#### Given text:
^^^^^^^^

Private day school in Cumbria, England

Austin Friars is a coeducational private day school located in Carlisle, England. The Senior School provides secondary education for 350 boys and girls aged 11–18. There are 150 children aged 4–11 in the Junior School and the Nursery has places for 16 children aged 3–4. Founded by the Augustinian friars in 1951, it is one of the network of Augustinian schools in other parts of the world and welcomes pupils of all denominations.

==History==
At the request of the Diocese of Lancaster, the Order of Saint Augustine founded Austin Friars School, a day and boarding grammar school, to provide a Catholic education for boys in Cumbria and the city of Carlisle. The property was originally used by the Sisters of the Sacred Heart who had founded a school there before leaving for Newcastle upon Tyne in 1903 (and subsequently establishing Sacred Heart Catholic High School) and the Poor Sisters of Nazareth who ran an orphanage. It was then acquired by the Augustinians in 1951 and has been occupied by the school ever since. Girls were admitted in 1986. Boarding ceased in 1998 due to declining interest.

^^^^^^^^

#### Prompt 1:
According to the school text, in what year were girls first admitted to Austin Friars?
#### Prompt 2:
Summarize the school text in two sentences.
#### Prompt 3:
Go on with the school text from its last sentence.

#### Data for review:
^^^^^^^^

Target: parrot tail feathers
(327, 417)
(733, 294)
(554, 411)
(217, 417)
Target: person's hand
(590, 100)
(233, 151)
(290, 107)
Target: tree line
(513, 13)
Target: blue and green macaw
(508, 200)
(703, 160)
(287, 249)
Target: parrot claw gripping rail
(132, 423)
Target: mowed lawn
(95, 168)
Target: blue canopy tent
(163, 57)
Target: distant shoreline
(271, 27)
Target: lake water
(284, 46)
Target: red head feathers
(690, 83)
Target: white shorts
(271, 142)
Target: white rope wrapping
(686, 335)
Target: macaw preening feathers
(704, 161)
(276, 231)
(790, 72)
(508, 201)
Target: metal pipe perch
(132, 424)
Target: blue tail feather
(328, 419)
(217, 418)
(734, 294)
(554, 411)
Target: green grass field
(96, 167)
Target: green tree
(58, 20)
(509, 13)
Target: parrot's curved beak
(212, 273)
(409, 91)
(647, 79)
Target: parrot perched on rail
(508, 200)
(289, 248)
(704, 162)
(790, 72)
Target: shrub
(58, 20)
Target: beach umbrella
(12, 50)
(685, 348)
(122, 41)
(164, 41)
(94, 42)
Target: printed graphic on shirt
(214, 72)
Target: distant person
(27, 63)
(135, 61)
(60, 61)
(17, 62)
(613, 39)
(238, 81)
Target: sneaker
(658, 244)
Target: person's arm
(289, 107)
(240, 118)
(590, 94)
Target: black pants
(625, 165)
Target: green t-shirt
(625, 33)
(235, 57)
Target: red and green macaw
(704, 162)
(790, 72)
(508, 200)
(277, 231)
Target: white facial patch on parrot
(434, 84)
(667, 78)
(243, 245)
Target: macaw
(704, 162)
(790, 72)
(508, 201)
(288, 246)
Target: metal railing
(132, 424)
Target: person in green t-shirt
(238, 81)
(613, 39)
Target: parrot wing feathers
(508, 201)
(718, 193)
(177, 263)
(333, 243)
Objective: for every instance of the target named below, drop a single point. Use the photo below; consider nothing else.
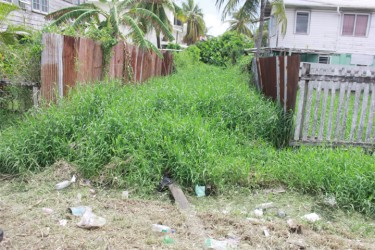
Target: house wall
(34, 19)
(325, 34)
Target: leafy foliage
(224, 50)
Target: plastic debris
(65, 184)
(63, 222)
(90, 220)
(293, 227)
(311, 217)
(221, 244)
(200, 191)
(161, 228)
(266, 205)
(125, 195)
(79, 211)
(47, 210)
(258, 212)
(168, 240)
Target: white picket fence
(336, 105)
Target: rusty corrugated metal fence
(67, 61)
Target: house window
(302, 22)
(324, 59)
(40, 5)
(355, 25)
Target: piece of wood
(179, 196)
(366, 90)
(316, 109)
(331, 110)
(301, 110)
(371, 114)
(358, 90)
(323, 112)
(339, 110)
(306, 124)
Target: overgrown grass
(202, 125)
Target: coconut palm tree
(159, 8)
(113, 14)
(196, 26)
(242, 23)
(256, 7)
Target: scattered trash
(255, 221)
(200, 191)
(221, 244)
(90, 220)
(258, 212)
(298, 242)
(65, 184)
(63, 222)
(161, 228)
(330, 201)
(281, 214)
(266, 232)
(311, 217)
(266, 205)
(168, 240)
(125, 195)
(79, 211)
(47, 210)
(293, 227)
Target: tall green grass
(202, 125)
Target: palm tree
(159, 8)
(254, 7)
(112, 15)
(241, 22)
(196, 26)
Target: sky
(212, 16)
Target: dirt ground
(27, 225)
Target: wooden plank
(346, 109)
(306, 124)
(316, 108)
(366, 88)
(301, 109)
(371, 114)
(358, 90)
(331, 110)
(343, 87)
(278, 79)
(326, 88)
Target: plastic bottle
(161, 228)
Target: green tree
(112, 15)
(160, 9)
(193, 16)
(255, 8)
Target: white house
(32, 12)
(328, 31)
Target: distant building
(32, 12)
(327, 31)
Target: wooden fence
(277, 78)
(67, 61)
(336, 105)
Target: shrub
(224, 50)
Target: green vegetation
(202, 125)
(224, 50)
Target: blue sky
(212, 16)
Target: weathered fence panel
(336, 105)
(277, 78)
(69, 60)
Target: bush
(224, 50)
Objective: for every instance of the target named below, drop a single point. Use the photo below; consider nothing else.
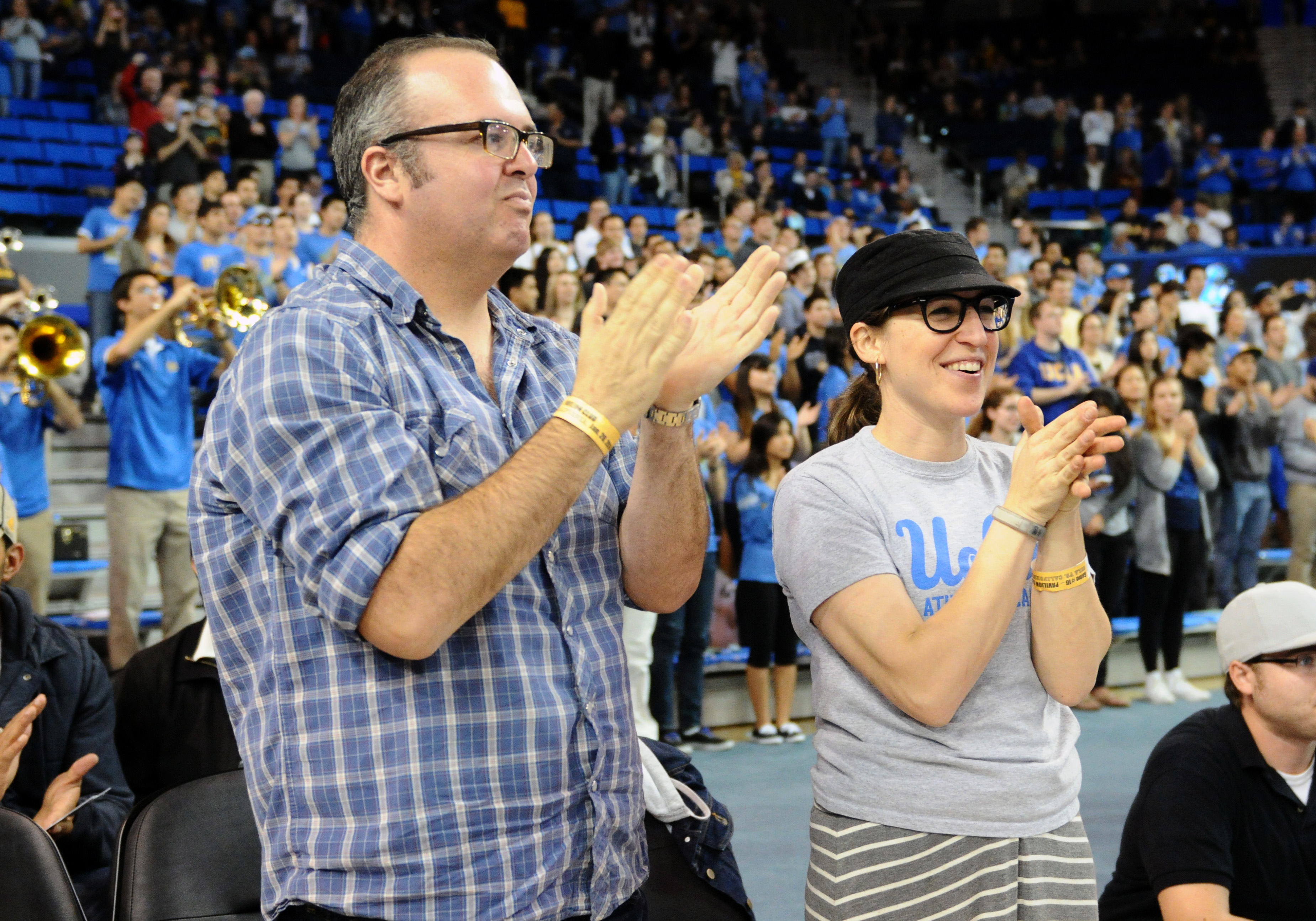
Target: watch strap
(1019, 523)
(670, 419)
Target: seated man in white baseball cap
(1220, 827)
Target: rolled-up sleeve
(315, 454)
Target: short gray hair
(372, 107)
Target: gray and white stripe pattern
(863, 870)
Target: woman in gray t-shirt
(947, 783)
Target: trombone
(51, 345)
(239, 302)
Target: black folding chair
(35, 885)
(191, 852)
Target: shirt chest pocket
(462, 456)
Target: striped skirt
(861, 870)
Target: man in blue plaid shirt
(415, 572)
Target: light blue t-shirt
(23, 436)
(103, 268)
(203, 262)
(753, 499)
(149, 406)
(312, 247)
(835, 126)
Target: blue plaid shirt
(498, 778)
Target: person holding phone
(58, 740)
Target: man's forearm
(460, 554)
(1070, 629)
(665, 528)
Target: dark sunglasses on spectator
(946, 314)
(501, 139)
(1303, 662)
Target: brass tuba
(239, 302)
(11, 240)
(51, 345)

^^^^^^^^

#### Expected answer 1:
Girls were first admitted in 1986.

#### Expected answer 2:
Austin Friars is a coeducational private day school in Carlisle, England, with a Senior School for 350 pupils aged 11–18, a Junior School of 150 children aged 4–11, and a Nursery with places for 16 children aged 3–4. The Order of Saint Augustine founded it in 1951 at the request of the Diocese of Lancaster as a day and boarding grammar school to give boys in Cumbria and Carlisle a Catholic education; girls were admitted in 1986, and boarding ended in 1998 due to declining interest.

#### Expected answer 3:
St Monica's, a coeducational junior school, was founded by parents as an independent charity when St Gabriel's closed. It was relocated to the same site as Austin Friars in 1985.

The two schools legally merged in 2003 and were renamed Austin Friars St Monica's School. It became a trust after the last Augustinian priest, Father Bernard Rolls, who had himself been a pupil at the school, left for another assignment in 2005. Since then, the school has been operated entirely by lay staff and board of governors. It maintains its Catholic ethos and religious character.

In September 2015, the School was renamed as 'Austin Friars'.